* Dataset content:
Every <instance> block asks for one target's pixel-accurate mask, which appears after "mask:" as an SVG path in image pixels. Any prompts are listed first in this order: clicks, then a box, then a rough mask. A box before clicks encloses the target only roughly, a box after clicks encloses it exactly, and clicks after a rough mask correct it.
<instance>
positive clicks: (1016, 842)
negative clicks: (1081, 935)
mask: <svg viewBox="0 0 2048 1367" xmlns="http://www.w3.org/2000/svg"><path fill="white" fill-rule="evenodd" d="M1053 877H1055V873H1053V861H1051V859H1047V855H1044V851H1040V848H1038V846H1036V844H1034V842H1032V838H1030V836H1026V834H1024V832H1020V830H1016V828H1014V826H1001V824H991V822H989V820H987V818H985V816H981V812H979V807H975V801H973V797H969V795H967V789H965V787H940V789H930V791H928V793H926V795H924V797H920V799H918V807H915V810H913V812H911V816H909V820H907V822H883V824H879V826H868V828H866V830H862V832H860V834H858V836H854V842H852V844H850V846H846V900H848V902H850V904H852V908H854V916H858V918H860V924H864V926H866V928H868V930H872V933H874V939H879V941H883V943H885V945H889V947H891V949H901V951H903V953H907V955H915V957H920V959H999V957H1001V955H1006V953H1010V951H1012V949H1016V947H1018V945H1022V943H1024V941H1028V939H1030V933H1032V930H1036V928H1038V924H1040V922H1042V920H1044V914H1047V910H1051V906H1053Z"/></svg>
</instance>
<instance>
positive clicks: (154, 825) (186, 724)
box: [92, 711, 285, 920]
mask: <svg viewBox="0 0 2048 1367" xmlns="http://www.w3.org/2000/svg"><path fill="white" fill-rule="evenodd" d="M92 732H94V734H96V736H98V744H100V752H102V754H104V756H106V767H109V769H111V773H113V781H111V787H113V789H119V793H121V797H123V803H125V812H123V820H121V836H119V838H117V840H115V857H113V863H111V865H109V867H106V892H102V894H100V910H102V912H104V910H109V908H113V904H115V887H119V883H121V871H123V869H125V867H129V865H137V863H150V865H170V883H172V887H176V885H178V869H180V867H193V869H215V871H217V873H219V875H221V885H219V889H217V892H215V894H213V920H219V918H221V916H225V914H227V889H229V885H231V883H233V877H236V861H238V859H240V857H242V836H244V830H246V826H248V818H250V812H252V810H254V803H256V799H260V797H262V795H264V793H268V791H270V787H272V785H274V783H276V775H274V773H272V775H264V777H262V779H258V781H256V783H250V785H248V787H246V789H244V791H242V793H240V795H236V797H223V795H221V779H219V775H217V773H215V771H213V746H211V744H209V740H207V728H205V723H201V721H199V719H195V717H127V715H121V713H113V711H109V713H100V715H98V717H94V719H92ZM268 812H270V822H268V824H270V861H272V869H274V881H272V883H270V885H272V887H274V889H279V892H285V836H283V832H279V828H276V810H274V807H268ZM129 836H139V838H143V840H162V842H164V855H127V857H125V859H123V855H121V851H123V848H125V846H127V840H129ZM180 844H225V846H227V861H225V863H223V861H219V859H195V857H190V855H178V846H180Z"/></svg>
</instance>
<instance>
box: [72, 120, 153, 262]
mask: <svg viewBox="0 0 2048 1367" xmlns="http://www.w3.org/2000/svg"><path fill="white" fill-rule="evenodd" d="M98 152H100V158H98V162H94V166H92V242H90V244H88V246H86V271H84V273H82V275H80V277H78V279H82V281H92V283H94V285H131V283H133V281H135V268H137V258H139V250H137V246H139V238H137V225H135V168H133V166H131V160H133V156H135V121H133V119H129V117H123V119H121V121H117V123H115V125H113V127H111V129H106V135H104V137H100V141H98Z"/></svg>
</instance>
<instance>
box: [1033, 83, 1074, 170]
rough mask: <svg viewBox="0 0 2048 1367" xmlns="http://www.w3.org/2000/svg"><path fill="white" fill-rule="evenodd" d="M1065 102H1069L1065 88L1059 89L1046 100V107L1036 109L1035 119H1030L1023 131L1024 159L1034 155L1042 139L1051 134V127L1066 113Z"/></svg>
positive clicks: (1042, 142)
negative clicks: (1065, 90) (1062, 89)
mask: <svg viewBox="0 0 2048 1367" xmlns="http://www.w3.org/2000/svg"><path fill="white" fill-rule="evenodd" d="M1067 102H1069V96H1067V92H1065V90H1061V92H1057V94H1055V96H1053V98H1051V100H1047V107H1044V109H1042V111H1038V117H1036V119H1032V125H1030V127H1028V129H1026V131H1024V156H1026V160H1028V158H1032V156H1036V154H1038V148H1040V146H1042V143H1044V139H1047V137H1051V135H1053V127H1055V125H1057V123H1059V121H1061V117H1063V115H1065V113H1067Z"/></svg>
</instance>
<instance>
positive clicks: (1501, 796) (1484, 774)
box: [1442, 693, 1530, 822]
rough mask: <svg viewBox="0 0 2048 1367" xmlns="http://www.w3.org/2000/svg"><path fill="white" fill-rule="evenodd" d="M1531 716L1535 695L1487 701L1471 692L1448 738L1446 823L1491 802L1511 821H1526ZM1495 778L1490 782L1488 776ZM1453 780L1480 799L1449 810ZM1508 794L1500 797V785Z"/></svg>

* Task brief: Rewrite the records as a Markdown table with the columns Row and Line, starting at the first line of the records and ending at the line that contains "negative clicks: (1081, 935)". Give each line its own numbered row and leave out blank lines.

* Solution:
| Row | Line |
|---|---|
| 1 | Every <instance> block asks for one target's pixel-accurate mask, which appears after "mask:" as an SVG path in image pixels. Any prompts are listed first in this order: clicks, then a box, then a rough mask. A box before clicks encloses the target only roughly, a box after clicks encloses it exactly, and clicks after a rough mask correct it. |
| 2 | <instance> |
| 3 | positive clicks: (1016, 842) |
| 4 | negative clicks: (1081, 935) |